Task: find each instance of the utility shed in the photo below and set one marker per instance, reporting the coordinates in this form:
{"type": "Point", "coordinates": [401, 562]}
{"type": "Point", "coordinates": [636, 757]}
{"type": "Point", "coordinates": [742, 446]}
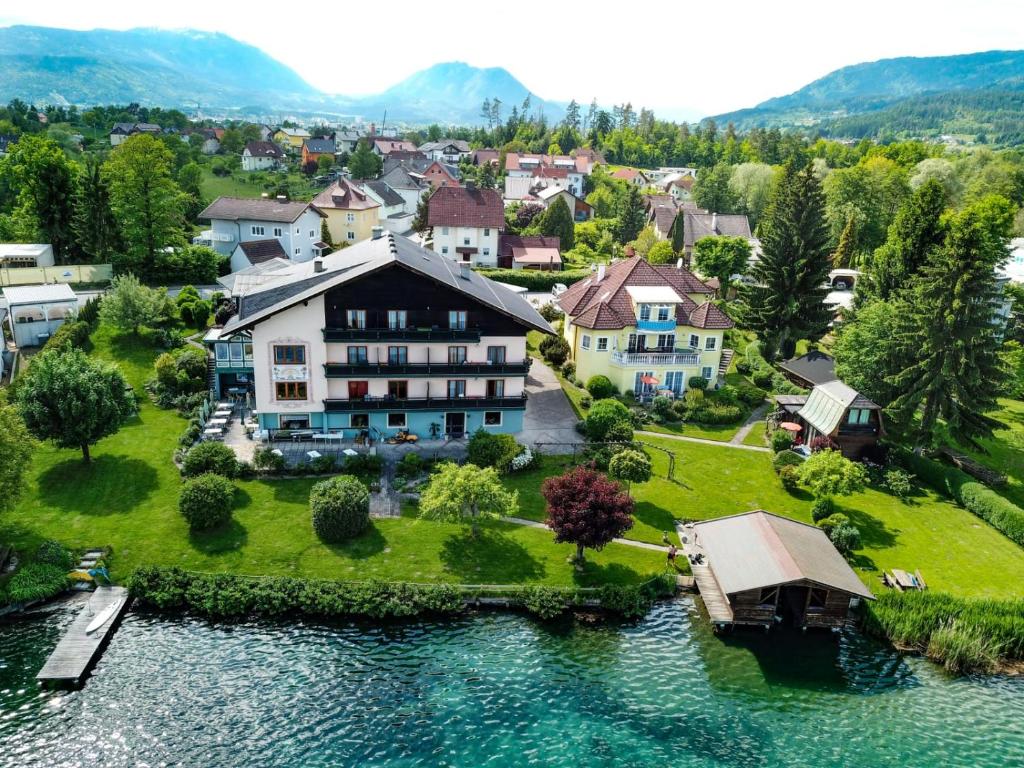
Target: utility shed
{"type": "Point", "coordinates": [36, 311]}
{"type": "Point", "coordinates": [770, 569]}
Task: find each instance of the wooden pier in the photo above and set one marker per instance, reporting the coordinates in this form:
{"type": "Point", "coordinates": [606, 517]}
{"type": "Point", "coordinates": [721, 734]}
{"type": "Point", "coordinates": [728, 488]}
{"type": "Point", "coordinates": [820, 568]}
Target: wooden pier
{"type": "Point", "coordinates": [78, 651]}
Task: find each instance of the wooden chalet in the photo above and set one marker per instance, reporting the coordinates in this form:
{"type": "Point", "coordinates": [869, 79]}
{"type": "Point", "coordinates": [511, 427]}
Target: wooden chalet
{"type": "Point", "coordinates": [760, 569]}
==*==
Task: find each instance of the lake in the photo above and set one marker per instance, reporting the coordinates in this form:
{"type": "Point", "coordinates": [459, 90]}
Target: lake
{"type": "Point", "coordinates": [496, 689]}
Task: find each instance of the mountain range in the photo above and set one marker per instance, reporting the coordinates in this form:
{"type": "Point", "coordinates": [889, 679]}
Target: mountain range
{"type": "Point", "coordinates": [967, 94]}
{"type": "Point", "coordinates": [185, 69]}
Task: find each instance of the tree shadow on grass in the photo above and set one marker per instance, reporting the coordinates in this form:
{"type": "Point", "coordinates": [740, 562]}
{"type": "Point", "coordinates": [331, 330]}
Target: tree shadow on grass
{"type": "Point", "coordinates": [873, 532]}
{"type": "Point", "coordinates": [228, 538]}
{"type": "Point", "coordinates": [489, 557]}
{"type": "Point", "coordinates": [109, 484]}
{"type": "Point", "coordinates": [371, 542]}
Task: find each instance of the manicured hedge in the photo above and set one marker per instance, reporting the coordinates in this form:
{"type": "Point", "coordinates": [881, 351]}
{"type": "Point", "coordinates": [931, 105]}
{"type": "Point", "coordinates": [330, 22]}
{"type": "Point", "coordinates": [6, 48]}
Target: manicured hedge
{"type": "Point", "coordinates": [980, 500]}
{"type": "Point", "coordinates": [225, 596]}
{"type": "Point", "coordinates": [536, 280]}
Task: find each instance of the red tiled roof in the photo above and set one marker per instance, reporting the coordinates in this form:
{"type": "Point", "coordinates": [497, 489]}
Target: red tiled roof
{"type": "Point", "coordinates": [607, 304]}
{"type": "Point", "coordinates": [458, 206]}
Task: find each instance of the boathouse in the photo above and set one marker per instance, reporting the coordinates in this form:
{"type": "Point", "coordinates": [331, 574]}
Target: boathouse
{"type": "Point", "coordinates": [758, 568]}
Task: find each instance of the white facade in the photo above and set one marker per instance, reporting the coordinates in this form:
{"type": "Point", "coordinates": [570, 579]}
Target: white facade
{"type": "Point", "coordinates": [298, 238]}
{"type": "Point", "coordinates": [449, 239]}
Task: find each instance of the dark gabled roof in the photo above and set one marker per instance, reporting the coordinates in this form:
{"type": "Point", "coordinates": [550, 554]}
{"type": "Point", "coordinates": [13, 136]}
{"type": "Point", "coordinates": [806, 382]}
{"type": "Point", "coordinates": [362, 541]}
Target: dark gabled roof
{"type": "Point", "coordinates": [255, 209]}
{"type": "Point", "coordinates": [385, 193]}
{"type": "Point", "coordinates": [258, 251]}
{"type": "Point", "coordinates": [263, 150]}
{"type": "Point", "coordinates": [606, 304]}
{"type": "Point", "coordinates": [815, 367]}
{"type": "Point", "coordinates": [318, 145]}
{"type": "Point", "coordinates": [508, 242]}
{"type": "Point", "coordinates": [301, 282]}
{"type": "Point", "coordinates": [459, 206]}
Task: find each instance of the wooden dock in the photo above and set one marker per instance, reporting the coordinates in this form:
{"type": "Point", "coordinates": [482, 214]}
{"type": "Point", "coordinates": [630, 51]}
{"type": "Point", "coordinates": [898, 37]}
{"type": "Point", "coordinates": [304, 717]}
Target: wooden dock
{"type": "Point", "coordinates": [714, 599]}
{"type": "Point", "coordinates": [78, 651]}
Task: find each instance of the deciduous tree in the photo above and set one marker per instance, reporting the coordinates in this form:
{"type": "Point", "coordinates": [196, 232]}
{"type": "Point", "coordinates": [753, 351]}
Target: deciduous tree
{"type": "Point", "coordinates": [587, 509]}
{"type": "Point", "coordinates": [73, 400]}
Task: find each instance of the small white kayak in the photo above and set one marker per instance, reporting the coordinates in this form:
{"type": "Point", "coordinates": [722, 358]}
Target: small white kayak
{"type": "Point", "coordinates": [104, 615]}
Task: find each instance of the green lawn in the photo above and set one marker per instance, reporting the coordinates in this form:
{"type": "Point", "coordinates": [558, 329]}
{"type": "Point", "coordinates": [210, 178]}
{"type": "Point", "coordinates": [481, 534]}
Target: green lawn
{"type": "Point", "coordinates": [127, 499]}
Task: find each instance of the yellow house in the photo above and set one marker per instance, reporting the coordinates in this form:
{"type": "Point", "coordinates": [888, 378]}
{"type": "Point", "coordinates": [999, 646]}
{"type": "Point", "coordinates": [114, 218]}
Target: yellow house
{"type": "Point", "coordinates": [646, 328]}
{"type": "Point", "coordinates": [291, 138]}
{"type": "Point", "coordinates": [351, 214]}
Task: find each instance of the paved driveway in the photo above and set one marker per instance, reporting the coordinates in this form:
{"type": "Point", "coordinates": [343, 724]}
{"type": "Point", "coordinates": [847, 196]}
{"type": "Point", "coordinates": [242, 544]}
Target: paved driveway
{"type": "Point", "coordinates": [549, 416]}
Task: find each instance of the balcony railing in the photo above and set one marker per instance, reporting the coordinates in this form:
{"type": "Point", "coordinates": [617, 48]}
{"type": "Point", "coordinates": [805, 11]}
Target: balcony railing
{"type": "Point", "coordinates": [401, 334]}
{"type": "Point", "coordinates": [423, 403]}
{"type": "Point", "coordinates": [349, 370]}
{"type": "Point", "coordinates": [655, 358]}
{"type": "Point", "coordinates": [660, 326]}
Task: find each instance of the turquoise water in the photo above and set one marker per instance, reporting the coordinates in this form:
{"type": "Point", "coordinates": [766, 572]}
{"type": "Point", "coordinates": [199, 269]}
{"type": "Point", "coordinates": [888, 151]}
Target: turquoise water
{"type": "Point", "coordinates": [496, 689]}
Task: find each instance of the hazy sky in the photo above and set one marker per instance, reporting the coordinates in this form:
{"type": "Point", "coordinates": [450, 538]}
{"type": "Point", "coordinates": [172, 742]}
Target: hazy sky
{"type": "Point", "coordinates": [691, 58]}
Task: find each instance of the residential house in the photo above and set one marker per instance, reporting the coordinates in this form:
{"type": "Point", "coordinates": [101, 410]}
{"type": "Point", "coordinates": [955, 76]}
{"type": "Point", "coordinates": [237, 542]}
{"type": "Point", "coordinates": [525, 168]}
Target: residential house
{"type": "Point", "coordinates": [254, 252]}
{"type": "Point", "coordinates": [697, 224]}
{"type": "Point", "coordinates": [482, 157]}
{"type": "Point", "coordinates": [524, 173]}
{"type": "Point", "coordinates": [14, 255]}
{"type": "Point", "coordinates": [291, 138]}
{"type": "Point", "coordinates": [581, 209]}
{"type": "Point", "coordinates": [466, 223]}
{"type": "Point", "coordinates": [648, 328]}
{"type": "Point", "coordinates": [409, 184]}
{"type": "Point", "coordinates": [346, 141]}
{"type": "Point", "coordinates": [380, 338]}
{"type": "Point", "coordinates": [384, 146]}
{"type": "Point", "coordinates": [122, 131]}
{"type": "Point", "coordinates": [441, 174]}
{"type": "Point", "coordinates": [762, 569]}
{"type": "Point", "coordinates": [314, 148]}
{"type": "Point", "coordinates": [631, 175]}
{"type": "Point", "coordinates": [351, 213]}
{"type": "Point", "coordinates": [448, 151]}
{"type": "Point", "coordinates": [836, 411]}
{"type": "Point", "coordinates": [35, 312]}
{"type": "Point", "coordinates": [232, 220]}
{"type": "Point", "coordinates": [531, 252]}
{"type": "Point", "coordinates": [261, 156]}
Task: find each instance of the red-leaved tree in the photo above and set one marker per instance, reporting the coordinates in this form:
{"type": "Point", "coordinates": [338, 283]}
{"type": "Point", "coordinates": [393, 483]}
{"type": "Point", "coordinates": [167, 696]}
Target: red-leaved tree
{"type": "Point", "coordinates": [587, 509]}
==*==
やること
上の一覧から、「pier」という語が入っている行をすべて書き出してください。行の文は変えずにそのまま写してください。

答え
Task: find each instance of the wooden pier in the photo above and set one marker per instance, reporting the coordinates in this form:
Target: wooden pier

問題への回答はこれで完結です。